*** Begin section ***
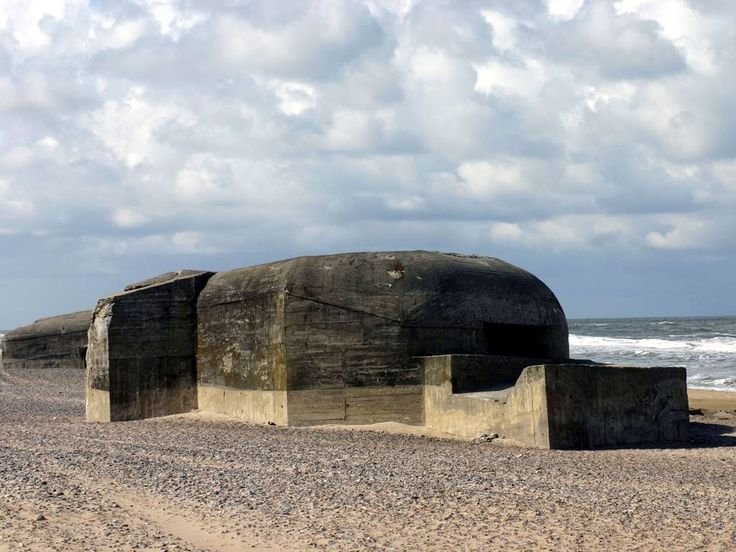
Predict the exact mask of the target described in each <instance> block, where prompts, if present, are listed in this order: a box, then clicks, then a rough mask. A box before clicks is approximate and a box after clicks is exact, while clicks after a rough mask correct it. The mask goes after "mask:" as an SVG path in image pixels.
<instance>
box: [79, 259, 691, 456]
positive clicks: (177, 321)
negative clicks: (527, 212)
*** End section ***
## [WHAT IS BEING ASKED]
Skip the pictures and reproduce all remaining entries exactly.

## [RESULT BELOW]
Predict the exact mask of the target described in each <instance> block, where prompts, if present, are listed in this order: a box, then clicks, then a rough mask. A box before clicks is approximate and a box after clicks is exact, while clicks after a rough mask correct it. The mask goes after "mask:" as an SVG path in image pixels.
<instance>
box: [79, 259, 691, 456]
positive clicks: (177, 321)
negative clicks: (527, 212)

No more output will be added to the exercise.